## PROBLEM DESCRIPTION
Pull out every line in the records below that contains the string "positive", treating uppercase and lowercase as different.
(TASK INPUT Opens)
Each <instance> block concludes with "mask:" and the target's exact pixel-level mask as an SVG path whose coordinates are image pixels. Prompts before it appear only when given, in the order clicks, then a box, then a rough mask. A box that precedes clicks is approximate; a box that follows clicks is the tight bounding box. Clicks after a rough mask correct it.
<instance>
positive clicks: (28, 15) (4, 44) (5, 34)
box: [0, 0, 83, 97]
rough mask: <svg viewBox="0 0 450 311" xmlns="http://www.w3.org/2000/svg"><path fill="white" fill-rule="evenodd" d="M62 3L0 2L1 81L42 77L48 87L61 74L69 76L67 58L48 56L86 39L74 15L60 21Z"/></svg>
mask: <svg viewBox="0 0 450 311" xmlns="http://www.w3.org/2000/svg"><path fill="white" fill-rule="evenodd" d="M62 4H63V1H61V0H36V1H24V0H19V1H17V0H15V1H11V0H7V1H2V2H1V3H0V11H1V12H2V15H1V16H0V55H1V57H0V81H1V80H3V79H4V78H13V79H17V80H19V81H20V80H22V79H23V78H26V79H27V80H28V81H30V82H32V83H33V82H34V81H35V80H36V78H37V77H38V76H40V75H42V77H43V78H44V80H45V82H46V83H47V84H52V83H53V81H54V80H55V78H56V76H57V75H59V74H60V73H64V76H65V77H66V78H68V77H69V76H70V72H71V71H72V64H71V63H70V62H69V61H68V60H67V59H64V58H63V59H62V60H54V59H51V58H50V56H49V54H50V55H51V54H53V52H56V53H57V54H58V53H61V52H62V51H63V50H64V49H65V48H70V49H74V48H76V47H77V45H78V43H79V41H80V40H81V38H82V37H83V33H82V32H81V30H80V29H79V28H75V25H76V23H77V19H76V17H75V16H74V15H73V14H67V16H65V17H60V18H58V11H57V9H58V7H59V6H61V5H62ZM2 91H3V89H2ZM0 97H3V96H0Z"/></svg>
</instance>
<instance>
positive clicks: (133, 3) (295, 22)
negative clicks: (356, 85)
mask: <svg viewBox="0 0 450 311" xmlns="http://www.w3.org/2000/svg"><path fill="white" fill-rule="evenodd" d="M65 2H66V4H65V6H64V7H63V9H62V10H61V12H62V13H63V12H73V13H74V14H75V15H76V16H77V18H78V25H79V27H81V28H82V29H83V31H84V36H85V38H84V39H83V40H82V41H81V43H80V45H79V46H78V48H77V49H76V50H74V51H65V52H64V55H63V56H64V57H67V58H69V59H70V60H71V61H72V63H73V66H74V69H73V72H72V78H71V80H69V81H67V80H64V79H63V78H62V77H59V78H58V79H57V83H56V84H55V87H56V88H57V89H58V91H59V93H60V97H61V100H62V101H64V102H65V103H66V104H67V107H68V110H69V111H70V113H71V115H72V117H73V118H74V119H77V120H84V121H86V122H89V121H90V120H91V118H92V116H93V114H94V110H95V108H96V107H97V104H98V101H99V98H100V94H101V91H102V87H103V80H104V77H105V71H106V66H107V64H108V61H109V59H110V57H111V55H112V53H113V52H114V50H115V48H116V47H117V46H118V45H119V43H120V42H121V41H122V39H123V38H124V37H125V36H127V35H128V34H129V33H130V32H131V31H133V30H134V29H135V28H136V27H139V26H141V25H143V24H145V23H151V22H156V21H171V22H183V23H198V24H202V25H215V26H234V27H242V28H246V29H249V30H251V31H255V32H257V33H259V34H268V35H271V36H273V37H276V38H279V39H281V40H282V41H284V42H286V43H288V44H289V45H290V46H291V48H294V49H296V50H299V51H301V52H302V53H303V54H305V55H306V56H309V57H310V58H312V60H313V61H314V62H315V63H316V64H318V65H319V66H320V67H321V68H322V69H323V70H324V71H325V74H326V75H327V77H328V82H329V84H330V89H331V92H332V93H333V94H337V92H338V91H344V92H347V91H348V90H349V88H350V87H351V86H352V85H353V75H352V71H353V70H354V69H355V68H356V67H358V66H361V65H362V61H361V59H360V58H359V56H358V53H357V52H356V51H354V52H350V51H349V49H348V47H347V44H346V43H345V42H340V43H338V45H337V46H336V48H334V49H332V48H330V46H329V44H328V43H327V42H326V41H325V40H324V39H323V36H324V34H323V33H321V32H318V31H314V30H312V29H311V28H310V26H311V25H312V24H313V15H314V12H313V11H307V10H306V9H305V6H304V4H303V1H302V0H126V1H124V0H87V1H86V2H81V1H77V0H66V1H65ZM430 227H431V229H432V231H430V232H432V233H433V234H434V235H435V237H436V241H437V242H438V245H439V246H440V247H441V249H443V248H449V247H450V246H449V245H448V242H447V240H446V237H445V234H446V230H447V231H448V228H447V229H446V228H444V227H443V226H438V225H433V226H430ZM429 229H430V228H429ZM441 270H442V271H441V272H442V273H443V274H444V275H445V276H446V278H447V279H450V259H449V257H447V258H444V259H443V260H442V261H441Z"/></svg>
(TASK INPUT Closes)
## ANSWER SPACE
positive clicks: (28, 15) (4, 44) (5, 34)
positive clicks: (133, 3) (295, 22)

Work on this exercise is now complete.